Copy out the part of the lathe-wobble thread that opens with the words containing "Probably either the" and closes with "the 180 position.", keeping every word and character identical.

━━━━━ Selection

Make sure your bowl blanks are parallel front and back. I can chuck my screw up with the short 50mm jaws on and seat the blank against the jaws when I tighten it up so it stays square. Turn your tenon and when you reverse the mount you should still be pretty square.


----------



## robert421960 (Dec 9, 2010)

turn on your lathe without anything in the chuck and see if it wobbles.
i bet your blanks are just out of balance


----------



## tymann09 (Mar 4, 2011)

ok so, i don't want this to come out the wrong way, but i've turned over 50 bowls on 4 different lathes using similar methods wihtout fail. I rarely joint and plane both sides of my blanks prior to turning, it shouldn't matter if they are parallel or not (i don't use the tailstock) as long as i true up the bottom where the tenon or mortise is for the chuck to grip, it should be fine. like i said, i usually use the mortise and expand the chuck, i only go about an 1/8 deep sometimes 1/4 so the chuck bottoms out and squares itself out. it does appear the chuck wobbles slighty when there is nothing in it, but does this mean axle or chuck? i also feel that it's probably exagerated once there's a large piece of wood on it.


----------



## Gary Beasley (Jan 21, 2009)

Probably either the bearings or the axle then. Have you tried grabbing it and racking it back and forth to see if theres any play?
Another thing to try is to form the bowl bottom then unchuck it and rotate the bowl 90 or 180 and remount. If it's all square you will not see any wobble, if not it will exagerate the runout by double at the 180 position.


----------



## tymann09 (Mar 4, 2011)

gary, i will give both of those things a try. i didn't think to try racking it to see if there was play. I'll let you guys know.

━━━━━━━━━━
━━━━━ Collected material

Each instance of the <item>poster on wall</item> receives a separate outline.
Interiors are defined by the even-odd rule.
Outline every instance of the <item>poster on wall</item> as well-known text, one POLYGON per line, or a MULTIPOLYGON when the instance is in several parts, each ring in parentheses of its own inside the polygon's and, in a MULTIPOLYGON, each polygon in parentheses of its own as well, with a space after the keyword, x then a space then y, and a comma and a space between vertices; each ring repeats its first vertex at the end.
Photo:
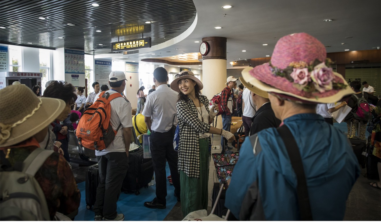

━━━━━━━━━━

**Worked solution**
Probably either the bearings or the axle then. Have you tried grabbing it and racking it back and forth to see if theres any play?
Another thing to try is to form the bowl bottom then unchuck it and rotate the bowl 90 or 180 and remount. If it's all square you will not see any wobble, if not it will exagerate the runout by double at the 180 position.